=== Section Start ===
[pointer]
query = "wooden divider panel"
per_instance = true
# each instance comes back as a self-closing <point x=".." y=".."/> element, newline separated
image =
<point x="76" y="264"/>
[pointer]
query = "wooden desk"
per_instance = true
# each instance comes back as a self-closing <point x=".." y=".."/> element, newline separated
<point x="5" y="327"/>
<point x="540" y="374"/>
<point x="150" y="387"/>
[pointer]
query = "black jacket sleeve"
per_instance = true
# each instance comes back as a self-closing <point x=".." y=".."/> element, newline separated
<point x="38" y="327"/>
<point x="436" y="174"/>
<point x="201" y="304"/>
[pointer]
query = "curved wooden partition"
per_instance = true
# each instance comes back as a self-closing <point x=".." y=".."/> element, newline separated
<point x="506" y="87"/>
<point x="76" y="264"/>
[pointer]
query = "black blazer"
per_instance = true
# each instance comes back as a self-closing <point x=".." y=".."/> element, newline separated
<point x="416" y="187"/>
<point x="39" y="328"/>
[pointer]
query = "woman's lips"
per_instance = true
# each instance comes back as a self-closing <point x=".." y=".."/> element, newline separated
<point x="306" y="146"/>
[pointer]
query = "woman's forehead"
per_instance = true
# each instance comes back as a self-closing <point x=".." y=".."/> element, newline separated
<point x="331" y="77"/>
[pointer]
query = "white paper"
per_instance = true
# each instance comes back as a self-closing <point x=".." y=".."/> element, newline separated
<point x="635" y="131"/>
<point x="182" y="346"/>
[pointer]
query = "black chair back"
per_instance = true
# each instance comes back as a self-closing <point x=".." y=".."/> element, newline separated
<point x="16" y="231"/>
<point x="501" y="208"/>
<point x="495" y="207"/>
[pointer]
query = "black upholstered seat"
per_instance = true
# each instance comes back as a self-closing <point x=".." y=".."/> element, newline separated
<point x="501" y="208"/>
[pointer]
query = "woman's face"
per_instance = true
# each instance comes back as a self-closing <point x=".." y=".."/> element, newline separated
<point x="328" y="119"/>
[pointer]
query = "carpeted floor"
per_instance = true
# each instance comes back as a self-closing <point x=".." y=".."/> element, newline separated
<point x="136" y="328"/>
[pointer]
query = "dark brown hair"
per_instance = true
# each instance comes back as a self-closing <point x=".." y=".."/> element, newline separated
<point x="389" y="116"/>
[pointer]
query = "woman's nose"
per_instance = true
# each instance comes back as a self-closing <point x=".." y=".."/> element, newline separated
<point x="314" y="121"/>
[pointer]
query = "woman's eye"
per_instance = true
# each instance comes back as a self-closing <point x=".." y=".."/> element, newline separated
=== Section End ===
Work instructions =>
Each line above is to be reproduced exactly. Leave none out.

Answer space =>
[pointer]
query = "wooden divider panel"
per_instance = true
# each instance comes back as a self-closing <point x=".." y=".."/> element, newline separated
image =
<point x="76" y="264"/>
[pointer]
query = "wooden desk"
per_instance = true
# each instance comes back as a self-closing <point x=".." y=".."/> element, newline separated
<point x="5" y="327"/>
<point x="540" y="374"/>
<point x="150" y="387"/>
[pointer]
query = "black jacket sleeve"
per_instance = true
# each instance comes back as a self-closing <point x=".." y=".."/> element, newline separated
<point x="38" y="327"/>
<point x="436" y="174"/>
<point x="201" y="304"/>
[pointer]
query = "curved wooden partition"
per_instance = true
# each instance comes back as a self-closing <point x=".." y=".."/> element, newline separated
<point x="506" y="87"/>
<point x="76" y="264"/>
[pointer]
query = "black blazer"
per_instance = true
# each instance comes back as a self-closing <point x=".." y=".."/> element, newline separated
<point x="416" y="187"/>
<point x="39" y="328"/>
[pointer]
query = "woman's lips"
per_instance = true
# each instance comes back as a self-closing <point x=".." y=".."/> element, newline separated
<point x="306" y="146"/>
[pointer]
query = "woman's forehead"
per_instance = true
# each instance comes back as a self-closing <point x=".." y=".."/> element, newline separated
<point x="331" y="77"/>
[pointer]
query = "white paper"
per_instance = true
# each instance comes back as a self-closing <point x=".." y=".."/> element, newline separated
<point x="635" y="131"/>
<point x="182" y="346"/>
[pointer]
query = "black chair back"
per_instance = true
# each instance comes back as a self-closing <point x=".." y=".."/> element, newline separated
<point x="16" y="231"/>
<point x="501" y="208"/>
<point x="495" y="207"/>
[pointer]
query = "black upholstered seat"
per_instance = true
# each instance comes back as a self-closing <point x=".." y=".."/> element, newline separated
<point x="501" y="208"/>
[pointer]
query = "woman's face"
per_instance = true
# each instance comes back as a self-closing <point x=".." y=".."/> element, newline separated
<point x="328" y="119"/>
[pointer]
query = "carpeted floor"
per_instance = true
# each instance comes back as a self-closing <point x=".." y=".."/> element, newline separated
<point x="136" y="328"/>
[pointer]
query = "dark brown hair"
per_instance = true
# each instance comes back as a self-closing <point x=".." y=".."/> element, newline separated
<point x="389" y="116"/>
[pointer]
query = "woman's nose"
per_instance = true
# each instance comes back as a self-closing <point x=".." y=".."/> element, newline separated
<point x="314" y="121"/>
[pointer]
query = "woman's eye"
per_instance = true
# each instance comes back as a self-closing <point x=".." y=".."/> element, newline separated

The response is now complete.